## Start Data section
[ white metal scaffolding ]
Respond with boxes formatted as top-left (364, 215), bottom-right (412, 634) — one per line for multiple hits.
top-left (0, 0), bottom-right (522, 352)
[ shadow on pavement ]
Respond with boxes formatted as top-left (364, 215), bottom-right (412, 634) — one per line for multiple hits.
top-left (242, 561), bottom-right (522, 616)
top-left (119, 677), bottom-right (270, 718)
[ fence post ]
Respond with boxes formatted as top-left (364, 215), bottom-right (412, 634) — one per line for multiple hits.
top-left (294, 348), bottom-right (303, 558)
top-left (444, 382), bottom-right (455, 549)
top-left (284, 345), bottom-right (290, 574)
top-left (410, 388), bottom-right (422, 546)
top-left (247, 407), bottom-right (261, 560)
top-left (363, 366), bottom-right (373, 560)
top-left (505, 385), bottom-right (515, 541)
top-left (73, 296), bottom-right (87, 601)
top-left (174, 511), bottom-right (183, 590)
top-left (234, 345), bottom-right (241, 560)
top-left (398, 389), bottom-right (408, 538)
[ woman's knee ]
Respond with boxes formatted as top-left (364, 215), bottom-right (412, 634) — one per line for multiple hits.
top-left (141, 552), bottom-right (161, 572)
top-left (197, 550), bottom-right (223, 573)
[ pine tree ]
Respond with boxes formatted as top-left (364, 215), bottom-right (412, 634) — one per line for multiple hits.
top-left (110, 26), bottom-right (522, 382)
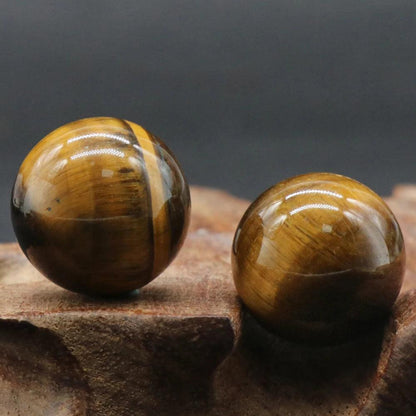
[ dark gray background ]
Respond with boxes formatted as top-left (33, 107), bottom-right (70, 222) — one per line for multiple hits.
top-left (0, 0), bottom-right (416, 241)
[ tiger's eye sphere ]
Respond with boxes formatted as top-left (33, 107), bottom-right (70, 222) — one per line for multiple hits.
top-left (11, 117), bottom-right (190, 295)
top-left (232, 173), bottom-right (405, 344)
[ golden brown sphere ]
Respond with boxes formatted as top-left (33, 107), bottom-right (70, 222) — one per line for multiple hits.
top-left (11, 117), bottom-right (190, 295)
top-left (232, 173), bottom-right (405, 344)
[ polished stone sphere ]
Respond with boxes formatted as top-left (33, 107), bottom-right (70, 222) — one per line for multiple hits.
top-left (232, 173), bottom-right (405, 344)
top-left (11, 117), bottom-right (190, 295)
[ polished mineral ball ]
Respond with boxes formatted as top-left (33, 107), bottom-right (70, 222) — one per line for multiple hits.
top-left (11, 117), bottom-right (190, 295)
top-left (232, 173), bottom-right (405, 344)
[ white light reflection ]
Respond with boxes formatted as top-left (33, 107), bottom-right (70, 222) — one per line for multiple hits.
top-left (285, 189), bottom-right (343, 201)
top-left (289, 204), bottom-right (339, 215)
top-left (67, 133), bottom-right (130, 144)
top-left (71, 149), bottom-right (124, 160)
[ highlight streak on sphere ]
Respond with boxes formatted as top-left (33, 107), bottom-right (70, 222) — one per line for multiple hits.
top-left (232, 173), bottom-right (405, 344)
top-left (11, 117), bottom-right (190, 295)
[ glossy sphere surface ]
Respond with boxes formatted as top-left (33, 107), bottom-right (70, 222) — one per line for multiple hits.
top-left (232, 173), bottom-right (405, 344)
top-left (11, 117), bottom-right (190, 295)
## End Data section
Rewrite all the data above, changing every "sphere" to "orb" and keeping everything else the same, and leave out the pictures.

[ white metal scaffolding ]
Respond with boxes formatted as top-left (364, 215), bottom-right (412, 634) — one per line for multiple hits.
top-left (0, 0), bottom-right (522, 352)
[ shadow on pavement ]
Respond with boxes formatted as top-left (364, 215), bottom-right (412, 634) — one per line for multiple hits.
top-left (242, 561), bottom-right (522, 616)
top-left (119, 677), bottom-right (270, 718)
[ fence post ]
Respond with boxes formatted as top-left (364, 215), bottom-right (412, 634) — one per line for multiple hits.
top-left (294, 348), bottom-right (303, 558)
top-left (444, 382), bottom-right (455, 549)
top-left (284, 345), bottom-right (290, 574)
top-left (410, 388), bottom-right (422, 546)
top-left (247, 407), bottom-right (261, 560)
top-left (363, 366), bottom-right (373, 560)
top-left (505, 385), bottom-right (515, 541)
top-left (73, 296), bottom-right (87, 601)
top-left (174, 511), bottom-right (183, 590)
top-left (234, 345), bottom-right (241, 560)
top-left (398, 389), bottom-right (408, 538)
[ woman's knee ]
Respond with boxes formatted as top-left (364, 215), bottom-right (412, 634) — one per line for multiple hits.
top-left (141, 552), bottom-right (161, 572)
top-left (197, 550), bottom-right (223, 573)
[ pine tree ]
Respond with boxes formatted as top-left (364, 215), bottom-right (412, 634) — one per line for multiple hits.
top-left (110, 26), bottom-right (522, 382)
[ dark gray background ]
Respond with boxes formatted as top-left (33, 107), bottom-right (70, 222) — one per line for multiple hits.
top-left (0, 0), bottom-right (416, 241)
[ tiger's eye orb ]
Respond with boxes formatted as top-left (33, 107), bottom-right (70, 222) — one per line for multiple hits.
top-left (11, 117), bottom-right (190, 295)
top-left (232, 173), bottom-right (405, 344)
[ golden brown orb ]
Respond with boxes formatted as top-left (33, 107), bottom-right (70, 222) — one per line for multiple hits.
top-left (11, 117), bottom-right (190, 295)
top-left (232, 173), bottom-right (405, 344)
[ polished stone orb ]
Respond with boxes formatted as top-left (33, 107), bottom-right (70, 222) — one per line for multiple hits.
top-left (232, 173), bottom-right (405, 344)
top-left (11, 117), bottom-right (190, 295)
[ polished mineral ball ]
Respond with boxes formatted as top-left (33, 107), bottom-right (70, 222) — one per line for multiple hits.
top-left (11, 117), bottom-right (190, 295)
top-left (232, 173), bottom-right (405, 344)
[ white light reflection ]
Respond with boxes formatted as top-left (33, 107), bottom-right (70, 222) — one per line for multiple hits.
top-left (285, 189), bottom-right (343, 201)
top-left (289, 204), bottom-right (339, 215)
top-left (67, 133), bottom-right (130, 144)
top-left (71, 149), bottom-right (124, 160)
[ highlight streak on orb ]
Respond with boxes formatted as top-left (33, 107), bottom-right (70, 222) — one per line for multiple hits.
top-left (232, 173), bottom-right (405, 344)
top-left (11, 117), bottom-right (190, 295)
[ glossy orb surface ]
Respond with boxes formatted as top-left (33, 107), bottom-right (70, 222) — one per line for multiple hits.
top-left (232, 173), bottom-right (405, 344)
top-left (11, 117), bottom-right (190, 295)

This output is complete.